━━━━━ Texto selecionado ━━━━━
Diaz: O sangue dos vermes! Lavamos nossa alma, purificamos o mundo!

Paulo: As nossas riquezas, as nossas carnes, as vidas, tudo. Vocês venderam tudo! As nossas esperanças, o nosso coração, o nosso amor, tudo! Vocês venderam tudo! (p. 310)

 

Diaz chega a encostar a pistola na cabeça de Paulo. Este, sempre de maneira teatral, esquiva-se atrás de imensas colunas. Os dois se encontram, lutam, rolam escada abaixo. Paulo espanca Diaz e deixa-o no chão, soluçando.

A cena que se segue, sob a legenda “Encontro de um líder com o povo” (p. 311), mostra uma festa promovida por Vieira, na área externa de seu palácio. O povo dança ao som do samba, carnavalizando o “protoshowmício”. O padre Gil,[2] aliado de Vieira, e um senador fazem apologias ao colonialismo e oferecem seu apoio ao governador de Alecrim. Vieira mal pode andar no meio da multidão eufórica. À parte, Sara incrimina Paulo como responsável por aquela desordem: “Você jogou Vieira no abismo...” (p. 312) O paralelo com acontecimentos então recentes na história do Brasil era claro: o comício da Central do Brasil, a 13 de março de 1964, estopim para o golpe militar que se consumaria 19 dias depois. Sara insta Jerônimo, líder sindical, a falar, o que seria impossível naquela balbúrdia. Aldo dispara a metralhadora para cima. Jerônimo fala olhando diretamente para a câmera, para nós. Seu discurso é pífio. Paulo tapa-lhe a boca com a mão, falando também para a câmera:

 

Estão vendo o que é o povo? Um imbecil, um analfabeto, um despolitizado! Já pensaram Jerônimo no poder? (p. 313)
━━━━━ Material fornecido ━━━━━
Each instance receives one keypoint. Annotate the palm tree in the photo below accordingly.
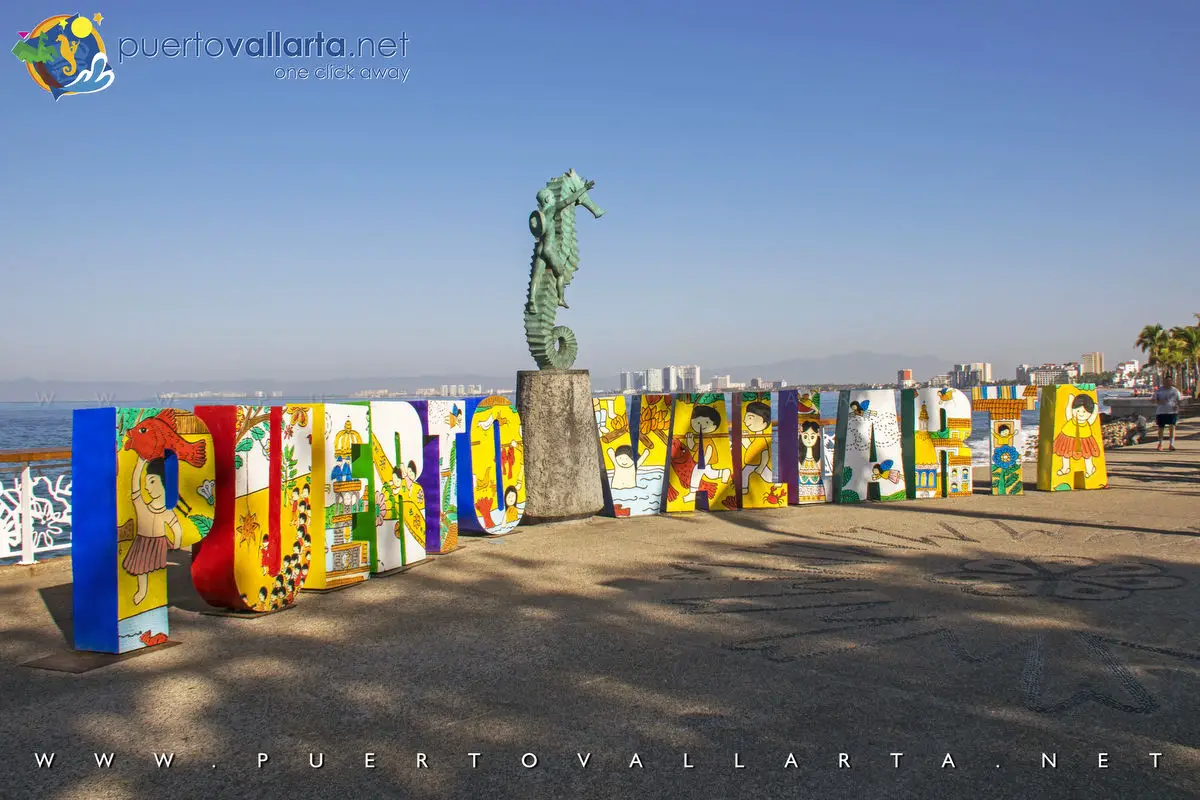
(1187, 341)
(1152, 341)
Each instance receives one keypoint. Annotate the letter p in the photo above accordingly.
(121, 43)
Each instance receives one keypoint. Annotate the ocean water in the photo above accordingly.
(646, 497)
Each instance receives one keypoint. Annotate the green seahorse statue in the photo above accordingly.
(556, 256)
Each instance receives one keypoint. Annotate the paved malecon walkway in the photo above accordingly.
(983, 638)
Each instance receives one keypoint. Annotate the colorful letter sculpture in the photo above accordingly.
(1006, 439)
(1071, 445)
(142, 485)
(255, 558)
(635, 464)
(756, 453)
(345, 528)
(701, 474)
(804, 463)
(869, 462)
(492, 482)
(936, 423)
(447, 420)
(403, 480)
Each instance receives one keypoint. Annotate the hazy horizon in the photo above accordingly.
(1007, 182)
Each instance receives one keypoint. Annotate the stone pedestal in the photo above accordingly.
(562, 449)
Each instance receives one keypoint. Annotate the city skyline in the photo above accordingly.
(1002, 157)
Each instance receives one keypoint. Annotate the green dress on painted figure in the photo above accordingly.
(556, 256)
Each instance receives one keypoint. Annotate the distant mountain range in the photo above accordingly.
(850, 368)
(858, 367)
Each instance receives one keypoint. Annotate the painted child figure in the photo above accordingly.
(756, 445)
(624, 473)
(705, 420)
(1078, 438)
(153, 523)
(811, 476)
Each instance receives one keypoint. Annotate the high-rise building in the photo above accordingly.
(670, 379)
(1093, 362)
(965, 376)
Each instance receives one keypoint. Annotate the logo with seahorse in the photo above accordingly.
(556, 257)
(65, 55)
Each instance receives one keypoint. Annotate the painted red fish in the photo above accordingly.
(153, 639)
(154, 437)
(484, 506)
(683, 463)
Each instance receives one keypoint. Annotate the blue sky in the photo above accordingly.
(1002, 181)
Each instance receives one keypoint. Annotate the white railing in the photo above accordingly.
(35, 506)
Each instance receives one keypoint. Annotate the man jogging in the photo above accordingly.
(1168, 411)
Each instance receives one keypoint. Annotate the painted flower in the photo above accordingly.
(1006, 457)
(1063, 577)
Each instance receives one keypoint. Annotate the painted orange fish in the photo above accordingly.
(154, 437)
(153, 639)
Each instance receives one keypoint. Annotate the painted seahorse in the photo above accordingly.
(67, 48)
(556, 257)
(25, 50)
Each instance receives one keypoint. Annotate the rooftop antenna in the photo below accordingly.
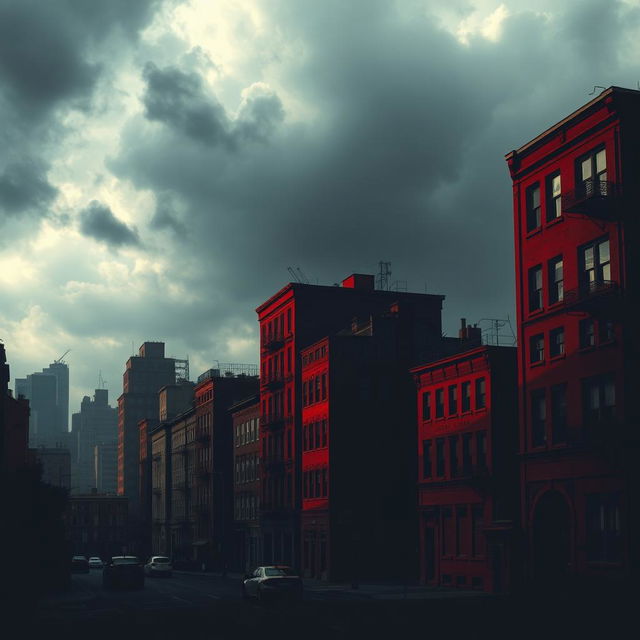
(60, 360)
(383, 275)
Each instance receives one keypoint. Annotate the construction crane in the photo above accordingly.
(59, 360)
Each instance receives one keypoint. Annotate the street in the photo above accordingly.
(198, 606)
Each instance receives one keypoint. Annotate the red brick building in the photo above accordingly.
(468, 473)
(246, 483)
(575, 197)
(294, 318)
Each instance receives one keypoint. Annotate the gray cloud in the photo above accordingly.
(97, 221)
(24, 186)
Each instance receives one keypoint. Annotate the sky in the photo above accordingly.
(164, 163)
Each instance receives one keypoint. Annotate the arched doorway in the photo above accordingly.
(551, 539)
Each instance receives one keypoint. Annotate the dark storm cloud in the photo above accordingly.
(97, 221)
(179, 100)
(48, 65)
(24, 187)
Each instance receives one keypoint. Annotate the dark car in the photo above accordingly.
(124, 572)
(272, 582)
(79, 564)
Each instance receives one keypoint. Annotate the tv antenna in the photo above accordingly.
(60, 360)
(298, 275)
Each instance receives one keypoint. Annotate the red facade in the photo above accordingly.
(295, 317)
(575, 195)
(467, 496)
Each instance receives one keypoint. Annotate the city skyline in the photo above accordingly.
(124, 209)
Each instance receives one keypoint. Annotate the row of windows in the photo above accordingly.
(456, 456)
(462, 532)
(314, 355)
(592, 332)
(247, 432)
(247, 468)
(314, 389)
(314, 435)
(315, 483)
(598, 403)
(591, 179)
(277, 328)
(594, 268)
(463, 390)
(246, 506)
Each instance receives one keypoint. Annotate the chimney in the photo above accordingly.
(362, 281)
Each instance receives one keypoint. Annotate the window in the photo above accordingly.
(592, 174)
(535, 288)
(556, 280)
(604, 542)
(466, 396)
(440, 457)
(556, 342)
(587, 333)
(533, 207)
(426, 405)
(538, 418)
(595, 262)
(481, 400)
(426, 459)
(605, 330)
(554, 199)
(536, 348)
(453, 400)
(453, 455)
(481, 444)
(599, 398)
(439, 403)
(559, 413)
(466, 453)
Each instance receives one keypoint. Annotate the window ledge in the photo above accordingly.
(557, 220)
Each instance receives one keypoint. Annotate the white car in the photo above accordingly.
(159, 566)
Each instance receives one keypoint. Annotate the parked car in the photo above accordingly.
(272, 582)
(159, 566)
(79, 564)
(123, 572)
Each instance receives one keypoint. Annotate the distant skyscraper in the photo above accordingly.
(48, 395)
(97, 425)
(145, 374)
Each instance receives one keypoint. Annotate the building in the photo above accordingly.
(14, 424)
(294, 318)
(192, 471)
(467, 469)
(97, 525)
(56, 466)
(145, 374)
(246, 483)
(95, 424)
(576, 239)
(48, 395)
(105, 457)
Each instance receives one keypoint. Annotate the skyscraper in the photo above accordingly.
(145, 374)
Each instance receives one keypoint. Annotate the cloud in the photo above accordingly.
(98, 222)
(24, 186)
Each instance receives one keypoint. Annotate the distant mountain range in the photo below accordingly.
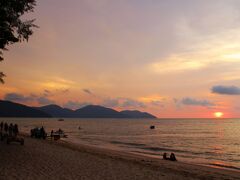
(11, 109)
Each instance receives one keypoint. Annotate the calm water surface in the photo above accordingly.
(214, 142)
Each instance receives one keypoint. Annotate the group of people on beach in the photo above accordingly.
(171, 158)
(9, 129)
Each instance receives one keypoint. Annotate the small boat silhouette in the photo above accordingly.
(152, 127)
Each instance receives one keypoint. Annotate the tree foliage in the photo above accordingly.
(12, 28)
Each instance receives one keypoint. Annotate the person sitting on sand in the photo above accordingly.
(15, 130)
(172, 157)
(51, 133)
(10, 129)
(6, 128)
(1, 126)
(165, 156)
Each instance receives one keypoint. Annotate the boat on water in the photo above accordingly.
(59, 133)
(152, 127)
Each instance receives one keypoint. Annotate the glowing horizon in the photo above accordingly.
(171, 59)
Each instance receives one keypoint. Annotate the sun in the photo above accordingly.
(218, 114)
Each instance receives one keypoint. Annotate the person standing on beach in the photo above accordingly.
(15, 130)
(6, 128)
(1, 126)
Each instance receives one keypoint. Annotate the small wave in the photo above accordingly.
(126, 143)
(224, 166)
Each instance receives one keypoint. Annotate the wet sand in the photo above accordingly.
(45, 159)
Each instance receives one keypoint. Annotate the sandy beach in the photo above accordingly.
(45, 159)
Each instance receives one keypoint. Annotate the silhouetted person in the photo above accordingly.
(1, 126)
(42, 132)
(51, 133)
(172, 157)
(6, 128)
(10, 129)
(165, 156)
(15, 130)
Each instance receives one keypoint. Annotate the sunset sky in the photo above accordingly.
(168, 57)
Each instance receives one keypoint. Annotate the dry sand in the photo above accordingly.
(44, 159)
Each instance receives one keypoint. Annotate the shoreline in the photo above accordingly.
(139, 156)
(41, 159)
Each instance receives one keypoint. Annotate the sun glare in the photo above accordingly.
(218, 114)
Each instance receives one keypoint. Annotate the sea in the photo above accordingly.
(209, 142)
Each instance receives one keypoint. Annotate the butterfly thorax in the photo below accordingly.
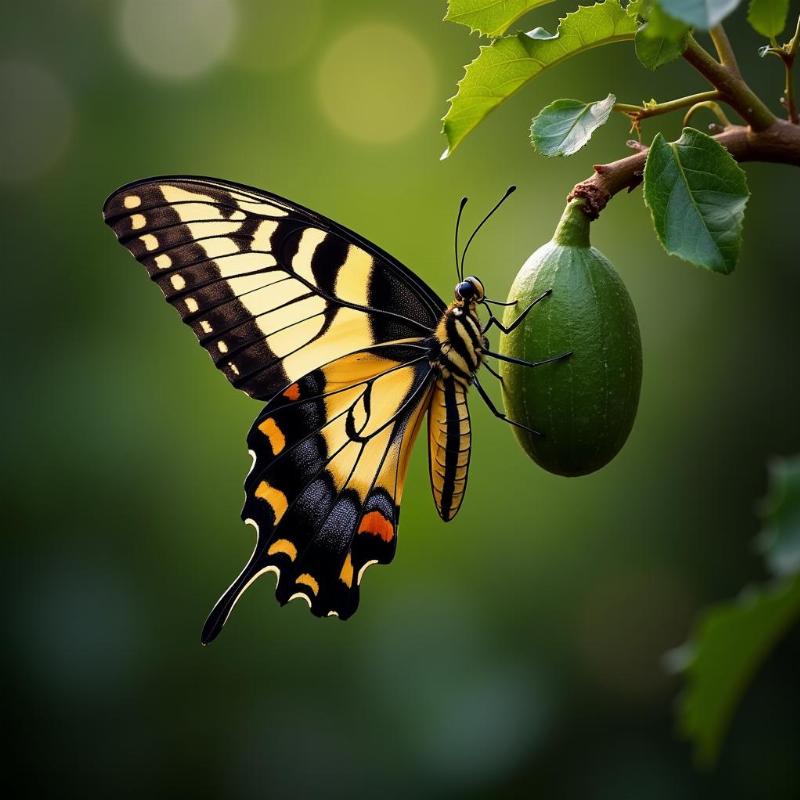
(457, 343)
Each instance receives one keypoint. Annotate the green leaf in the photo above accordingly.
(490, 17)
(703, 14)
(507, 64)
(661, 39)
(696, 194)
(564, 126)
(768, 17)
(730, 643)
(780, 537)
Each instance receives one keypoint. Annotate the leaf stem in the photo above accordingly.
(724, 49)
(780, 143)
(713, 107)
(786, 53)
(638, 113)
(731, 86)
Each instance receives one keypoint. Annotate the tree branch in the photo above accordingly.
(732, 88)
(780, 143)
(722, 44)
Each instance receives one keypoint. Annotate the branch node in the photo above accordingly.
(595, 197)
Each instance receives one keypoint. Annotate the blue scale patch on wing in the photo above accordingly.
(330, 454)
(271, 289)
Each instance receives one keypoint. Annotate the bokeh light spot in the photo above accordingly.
━━━━━
_O que se pede_
Transcreva integralmente o trecho sobre o confronto entre Paulo e Diaz e a festa de Vieira, sem nenhuma alteração. As linhas constituem um material à parte, independente do texto.

_Resultado do exercício_
Diaz: O sangue dos vermes! Lavamos nossa alma, purificamos o mundo!

Paulo: As nossas riquezas, as nossas carnes, as vidas, tudo. Vocês venderam tudo! As nossas esperanças, o nosso coração, o nosso amor, tudo! Vocês venderam tudo! (p. 310)

 

Diaz chega a encostar a pistola na cabeça de Paulo. Este, sempre de maneira teatral, esquiva-se atrás de imensas colunas. Os dois se encontram, lutam, rolam escada abaixo. Paulo espanca Diaz e deixa-o no chão, soluçando.

A cena que se segue, sob a legenda “Encontro de um líder com o povo” (p. 311), mostra uma festa promovida por Vieira, na área externa de seu palácio. O povo dança ao som do samba, carnavalizando o “protoshowmício”. O padre Gil,[2] aliado de Vieira, e um senador fazem apologias ao colonialismo e oferecem seu apoio ao governador de Alecrim. Vieira mal pode andar no meio da multidão eufórica. À parte, Sara incrimina Paulo como responsável por aquela desordem: “Você jogou Vieira no abismo...” (p. 312) O paralelo com acontecimentos então recentes na história do Brasil era claro: o comício da Central do Brasil, a 13 de março de 1964, estopim para o golpe militar que se consumaria 19 dias depois. Sara insta Jerônimo, líder sindical, a falar, o que seria impossível naquela balbúrdia. Aldo dispara a metralhadora para cima. Jerônimo fala olhando diretamente para a câmera, para nós. Seu discurso é pífio. Paulo tapa-lhe a boca com a mão, falando também para a câmera:

 

Estão vendo o que é o povo? Um imbecil, um analfabeto, um despolitizado! Já pensaram Jerônimo no poder? (p. 313)